Classique, l’orchestre du Gewandhaus de Leipzig l’est plus que tout autre. Il est le plus
ancien orchestre en activité, ayant été fondé en 1743 et c’est à lui que l’on
doit l’exécution en concerts des premiers cycles des symphonies de Beethoven,
sous la direction du compositeur, de Bruckner ou de Chostakovitch. Il a donc
joué un rôle majeur dans l’évolution de la tradition symphonique. A sa tête
depuis 2005, Riccardo Chailly dispose également d’un très large répertoire
symphonique. Il est surtout l’un des rares musiciens capables d’une profonde
réflexion sur les œuvres qu’il choisit de présenter, réflexion novatrice et
authentique, au sens que Leibowitz donnait à ce terme. En cela, il est, à mon
sens avec Simon Rattle et Esa-Pekka Salonen ou Nikolaus Harnoncourt, le plus
stimulant des musiciens, celui qui ouvre des perspectives, qui a quelque chose
de profond à dire lorsqu’il monte au pupitre la baguette à la main. Plus que
tout autre, il est la musique qu’il dirige, qui semble littéralement sortir de
lui au point que l’on peut réellement dire de lui, en allemand, dans une
expression que le français est incapable de rendre, es musiziert.
Commençant par un monumental Allegro energico, ma non troppo de près
de vingt-cinq minutes, l’œuvre déploie immédiatement son sombre caractère.
Chailly adopte des tempi globalement rapides, vifs, mais pas exempts de plages
de sérénité dès ce premier mouvement, auquel il donne également un certain
lyrisme. La sonorité de l’orchestre, superbe à chaque pupitre et possédant une
réelle personnalité esthétique, est renforcée par un placement
inhabituel : les violons sont répartis de gauche et de droite, les
violoncelles à gauche et les altos à droite, les contrebasses derrière mais à
gauche et les harpes à droite, c’est une forme d’inversion de la formation
usuelle dont on doit reconnaître qu’elle offre, dans l’acoustique généreuse du Grosses Festspielhaus, un bel équilibre.
Le deuxième mouvement, dans le choix de Chaily,
est l’Andante moderato. Mahler a en
effet hésité dans l’ordre qu’il souhaitait donner aux deux mouvements centraux
et semble ne pas avoir tranché définitivement de la place de l’Andante moderato par rapport au Scherzo, Wuchtig. Dans son analyse de
l’œuvre, Henry-Louis de La Grange place l’Andante
en troisième position. Barbirolli, Bernstein, à New York comme à Vienne, Boulez
placent également le Scherzo en
deuxième position ; Mitropoulos, Rattle, dans son premier concert à Berlin
en 1987, ou Abbado, le placent en troisième position. Chailly (comme Mahler) a
varié, car il plaçait le Scherzo en
deuxième position dans son intégrale réalisée avec l’Orchestre du Concertgebouw d’Amsterdam, alors qu’il le
place maintenant en troisième. Ce choix, comme tout choix, est défendable et
critiquable et l’on ne saurait espérer trancher définitivement la question. En
ce qui me concerne, j’ai toujours préféré voir le Scherzo en deuxième
mouvement, car je trouve que ses relations avec le premier mouvement ressortent
davantage que celle qu’il entretient avec le Finale, Allegro moderato, que l’Andante
moderato prend une expression plus complète lorsqu’il se trouve placé entre
ces deux énormes précipices que forment ensemble l’Allegro energico ma non troppo et le Scherzo,
Wuchtig, d’une part, et le Finale,
Allegro moderato, d’autre part, qu’il introduit mieux le Finale. Néanmoins, il faut admettre que
placer le Scherzo en troisième
position nous rapproche de la forme classique de la symphonie, dont le
mouvement lent occupe en principe la deuxième place. L’on peut donc considérer
le choix de Riccardo Chailly ce soir comme celui du rapprochement avec une
forme plus classique dont l’Orchestre demeure le meilleur représentant.
---
CONSIGNE: Pouvez-vous recopier tout ce qui va de « Chailly adopte des » jusqu'à « un bel équilibre. » dans le texte sur l'orchestre du Gewandhaus, en changeant « harpes » en « timbales » ? Les données forment un matériau distinct du texte sur l'orchestre du Gewandhaus.

DONNÉES FOURNIES:
---
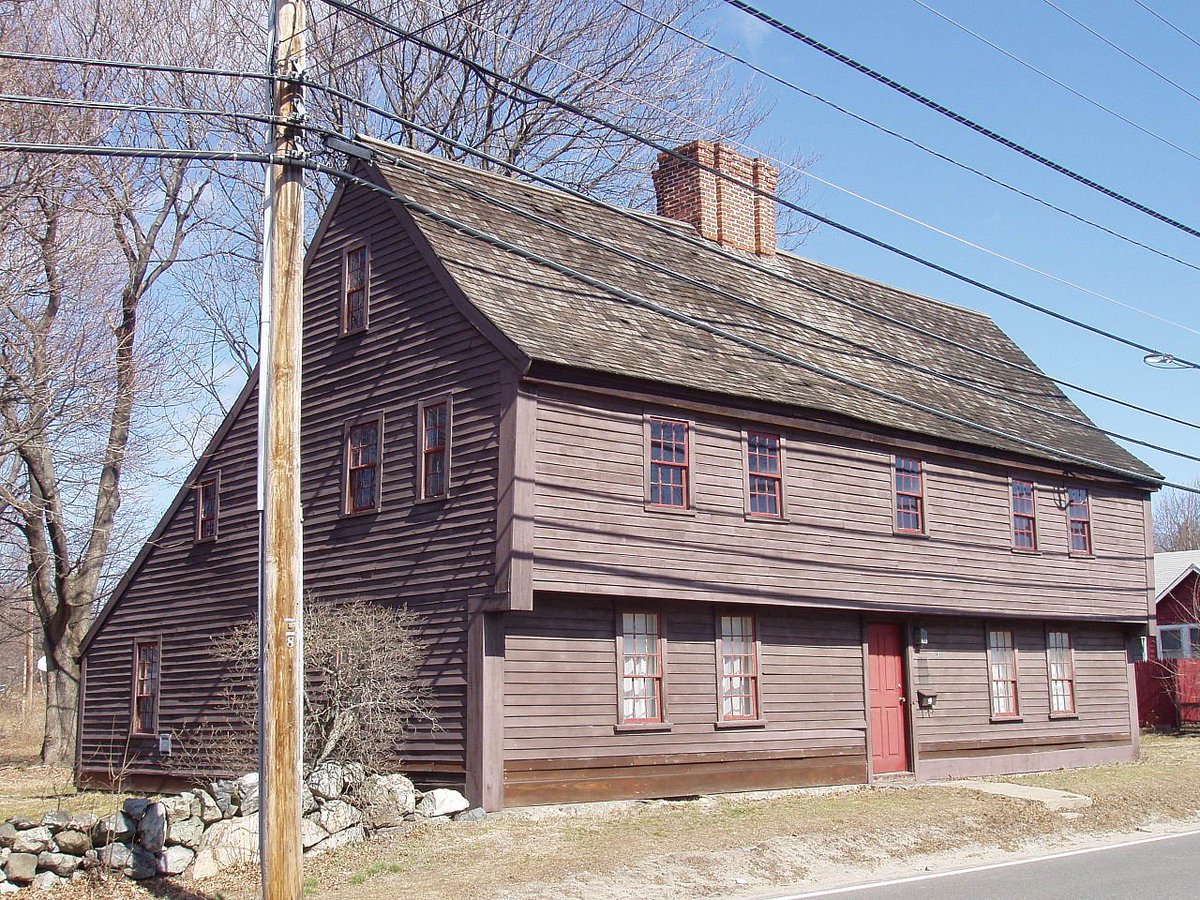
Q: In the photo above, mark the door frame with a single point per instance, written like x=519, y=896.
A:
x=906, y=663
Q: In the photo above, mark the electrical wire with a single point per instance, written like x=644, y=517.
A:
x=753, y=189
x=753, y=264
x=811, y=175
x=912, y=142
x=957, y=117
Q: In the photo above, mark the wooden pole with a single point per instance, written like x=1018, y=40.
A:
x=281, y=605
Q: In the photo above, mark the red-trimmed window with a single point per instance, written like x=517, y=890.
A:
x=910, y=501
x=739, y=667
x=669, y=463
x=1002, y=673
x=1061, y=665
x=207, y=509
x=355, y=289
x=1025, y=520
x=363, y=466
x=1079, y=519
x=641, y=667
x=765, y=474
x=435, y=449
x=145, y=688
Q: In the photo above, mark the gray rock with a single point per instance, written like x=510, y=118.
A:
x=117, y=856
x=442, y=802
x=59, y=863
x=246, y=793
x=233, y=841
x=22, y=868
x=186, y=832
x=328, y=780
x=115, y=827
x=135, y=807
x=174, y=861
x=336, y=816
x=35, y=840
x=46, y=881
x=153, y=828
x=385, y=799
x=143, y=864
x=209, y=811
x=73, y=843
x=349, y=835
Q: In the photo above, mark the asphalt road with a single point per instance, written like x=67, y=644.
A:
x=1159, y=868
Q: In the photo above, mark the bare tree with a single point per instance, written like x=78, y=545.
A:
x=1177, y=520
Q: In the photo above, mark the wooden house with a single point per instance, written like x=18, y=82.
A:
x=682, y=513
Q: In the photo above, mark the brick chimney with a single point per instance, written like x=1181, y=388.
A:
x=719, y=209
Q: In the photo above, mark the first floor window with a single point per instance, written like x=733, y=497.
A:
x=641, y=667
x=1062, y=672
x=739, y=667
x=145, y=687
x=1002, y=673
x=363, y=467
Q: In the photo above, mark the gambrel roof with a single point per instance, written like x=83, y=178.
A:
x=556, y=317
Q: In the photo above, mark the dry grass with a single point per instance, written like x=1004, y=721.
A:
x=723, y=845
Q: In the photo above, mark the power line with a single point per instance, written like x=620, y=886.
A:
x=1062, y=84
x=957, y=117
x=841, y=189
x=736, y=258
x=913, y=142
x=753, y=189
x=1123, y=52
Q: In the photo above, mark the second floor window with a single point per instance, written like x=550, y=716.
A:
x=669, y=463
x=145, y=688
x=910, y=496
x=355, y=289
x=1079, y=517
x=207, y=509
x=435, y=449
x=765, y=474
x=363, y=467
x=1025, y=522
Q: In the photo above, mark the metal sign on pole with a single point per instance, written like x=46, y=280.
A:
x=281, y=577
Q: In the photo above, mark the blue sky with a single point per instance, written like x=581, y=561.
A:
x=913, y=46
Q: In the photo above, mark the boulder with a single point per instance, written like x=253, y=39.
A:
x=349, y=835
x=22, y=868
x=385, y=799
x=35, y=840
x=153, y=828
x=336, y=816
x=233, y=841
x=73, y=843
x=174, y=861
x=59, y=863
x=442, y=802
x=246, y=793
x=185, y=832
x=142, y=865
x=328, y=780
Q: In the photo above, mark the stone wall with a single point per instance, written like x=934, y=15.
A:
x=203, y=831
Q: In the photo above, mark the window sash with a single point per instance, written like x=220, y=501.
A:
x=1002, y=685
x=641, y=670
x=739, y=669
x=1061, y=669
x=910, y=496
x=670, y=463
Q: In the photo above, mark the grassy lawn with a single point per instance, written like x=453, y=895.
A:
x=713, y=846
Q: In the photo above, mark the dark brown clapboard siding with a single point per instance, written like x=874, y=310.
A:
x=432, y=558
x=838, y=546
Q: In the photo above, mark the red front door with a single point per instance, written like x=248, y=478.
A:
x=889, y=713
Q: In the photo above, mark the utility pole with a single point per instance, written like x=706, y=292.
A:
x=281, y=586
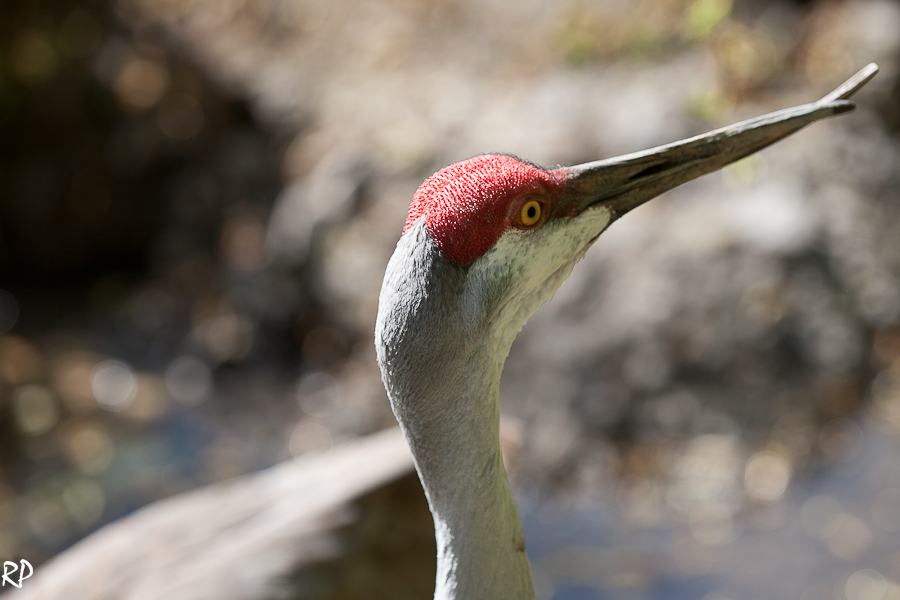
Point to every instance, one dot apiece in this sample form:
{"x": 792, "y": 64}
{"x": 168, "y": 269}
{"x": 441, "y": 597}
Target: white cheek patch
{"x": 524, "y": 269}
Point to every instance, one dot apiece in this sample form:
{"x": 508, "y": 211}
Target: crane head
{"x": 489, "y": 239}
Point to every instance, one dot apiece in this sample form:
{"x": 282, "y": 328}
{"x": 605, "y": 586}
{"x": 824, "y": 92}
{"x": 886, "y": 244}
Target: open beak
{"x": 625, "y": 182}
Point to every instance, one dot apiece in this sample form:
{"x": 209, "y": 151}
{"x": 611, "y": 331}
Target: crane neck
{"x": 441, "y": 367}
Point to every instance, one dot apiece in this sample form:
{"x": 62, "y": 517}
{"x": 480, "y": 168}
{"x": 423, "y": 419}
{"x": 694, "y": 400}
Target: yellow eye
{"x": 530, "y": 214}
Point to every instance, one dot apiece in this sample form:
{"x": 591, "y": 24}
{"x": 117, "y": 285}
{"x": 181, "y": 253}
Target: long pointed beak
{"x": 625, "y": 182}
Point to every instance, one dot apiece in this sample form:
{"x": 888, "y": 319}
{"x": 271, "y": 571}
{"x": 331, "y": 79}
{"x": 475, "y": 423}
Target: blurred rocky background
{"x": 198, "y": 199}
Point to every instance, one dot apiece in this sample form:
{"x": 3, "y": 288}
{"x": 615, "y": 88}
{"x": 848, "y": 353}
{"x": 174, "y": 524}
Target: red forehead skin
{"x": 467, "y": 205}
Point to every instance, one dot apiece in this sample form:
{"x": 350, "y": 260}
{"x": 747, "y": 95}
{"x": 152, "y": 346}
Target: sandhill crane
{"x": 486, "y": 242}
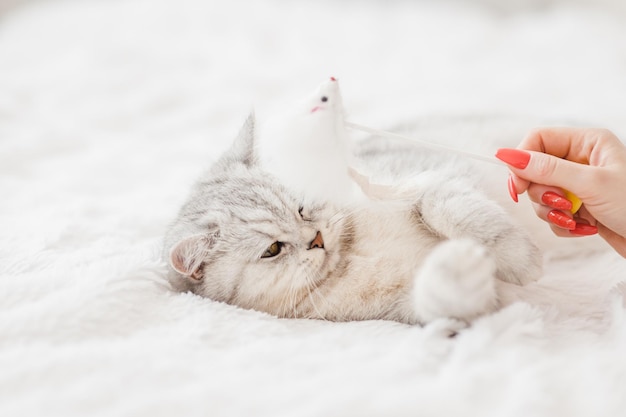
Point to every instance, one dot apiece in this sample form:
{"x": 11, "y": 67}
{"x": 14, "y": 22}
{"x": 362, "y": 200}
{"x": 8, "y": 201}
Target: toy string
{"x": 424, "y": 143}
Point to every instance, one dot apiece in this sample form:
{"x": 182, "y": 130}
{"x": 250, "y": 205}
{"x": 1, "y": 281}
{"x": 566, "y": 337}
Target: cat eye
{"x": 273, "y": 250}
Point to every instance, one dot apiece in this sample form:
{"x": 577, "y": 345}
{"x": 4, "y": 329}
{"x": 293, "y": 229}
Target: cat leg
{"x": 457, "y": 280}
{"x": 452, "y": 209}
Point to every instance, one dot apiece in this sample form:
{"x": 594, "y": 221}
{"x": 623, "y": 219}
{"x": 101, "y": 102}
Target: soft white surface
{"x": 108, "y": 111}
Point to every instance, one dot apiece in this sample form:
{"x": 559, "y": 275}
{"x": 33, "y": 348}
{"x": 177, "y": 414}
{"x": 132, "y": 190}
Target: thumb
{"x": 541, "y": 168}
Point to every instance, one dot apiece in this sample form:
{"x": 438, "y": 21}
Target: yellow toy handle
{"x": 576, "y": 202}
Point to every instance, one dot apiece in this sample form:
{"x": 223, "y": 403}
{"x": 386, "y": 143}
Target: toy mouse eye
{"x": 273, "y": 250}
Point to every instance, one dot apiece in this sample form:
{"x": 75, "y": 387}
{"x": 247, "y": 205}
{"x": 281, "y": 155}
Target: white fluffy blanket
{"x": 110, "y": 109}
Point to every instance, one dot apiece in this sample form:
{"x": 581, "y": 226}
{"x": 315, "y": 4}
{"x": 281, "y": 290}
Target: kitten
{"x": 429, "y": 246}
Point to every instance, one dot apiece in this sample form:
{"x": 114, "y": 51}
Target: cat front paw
---
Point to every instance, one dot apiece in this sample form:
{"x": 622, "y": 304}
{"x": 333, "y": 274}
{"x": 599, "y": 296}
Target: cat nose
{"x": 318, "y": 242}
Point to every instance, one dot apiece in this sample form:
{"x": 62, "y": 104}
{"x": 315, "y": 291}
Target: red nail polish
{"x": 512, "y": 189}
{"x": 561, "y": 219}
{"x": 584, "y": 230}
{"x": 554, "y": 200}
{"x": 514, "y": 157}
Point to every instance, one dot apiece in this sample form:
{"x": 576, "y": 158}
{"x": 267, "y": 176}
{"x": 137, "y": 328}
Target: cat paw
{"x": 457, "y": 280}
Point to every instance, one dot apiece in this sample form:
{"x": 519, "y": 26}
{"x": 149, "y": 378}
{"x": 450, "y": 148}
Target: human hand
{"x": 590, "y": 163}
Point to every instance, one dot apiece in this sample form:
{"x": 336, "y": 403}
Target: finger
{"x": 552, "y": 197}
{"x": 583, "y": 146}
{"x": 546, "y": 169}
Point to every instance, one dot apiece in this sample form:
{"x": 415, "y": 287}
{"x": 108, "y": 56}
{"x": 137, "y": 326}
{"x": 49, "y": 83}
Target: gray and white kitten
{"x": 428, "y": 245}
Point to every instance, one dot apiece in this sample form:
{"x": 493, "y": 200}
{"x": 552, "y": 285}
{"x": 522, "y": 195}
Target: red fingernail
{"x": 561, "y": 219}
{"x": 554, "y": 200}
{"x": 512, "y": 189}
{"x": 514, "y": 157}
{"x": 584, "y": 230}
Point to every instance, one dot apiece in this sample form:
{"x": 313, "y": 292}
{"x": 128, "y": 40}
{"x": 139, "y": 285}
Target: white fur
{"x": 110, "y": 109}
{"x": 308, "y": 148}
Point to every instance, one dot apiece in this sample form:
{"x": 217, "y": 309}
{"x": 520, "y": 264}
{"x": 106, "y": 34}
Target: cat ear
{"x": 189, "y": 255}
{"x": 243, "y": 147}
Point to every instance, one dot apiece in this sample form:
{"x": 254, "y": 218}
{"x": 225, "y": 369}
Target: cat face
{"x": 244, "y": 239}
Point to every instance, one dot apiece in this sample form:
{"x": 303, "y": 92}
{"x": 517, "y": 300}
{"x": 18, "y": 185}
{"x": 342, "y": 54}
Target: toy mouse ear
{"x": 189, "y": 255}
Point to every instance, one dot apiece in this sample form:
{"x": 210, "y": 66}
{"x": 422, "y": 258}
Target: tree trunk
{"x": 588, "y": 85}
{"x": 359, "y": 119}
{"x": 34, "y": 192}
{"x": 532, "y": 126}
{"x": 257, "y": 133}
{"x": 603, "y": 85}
---
RÉPONSE:
Chailly adopte des tempi globalement rapides, vifs, mais pas exempts de plages
de sérénité dès ce premier mouvement, auquel il donne également un certain
lyrisme. La sonorité de l’orchestre, superbe à chaque pupitre et possédant une
réelle personnalité esthétique, est renforcée par un placement
inhabituel : les violons sont répartis de gauche et de droite, les
violoncelles à gauche et les altos à droite, les contrebasses derrière mais à
gauche et les timbales à droite, c’est une forme d’inversion de la formation
usuelle dont on doit reconnaître qu’elle offre, dans l’acoustique généreuse du Grosses Festspielhaus, un bel équilibre.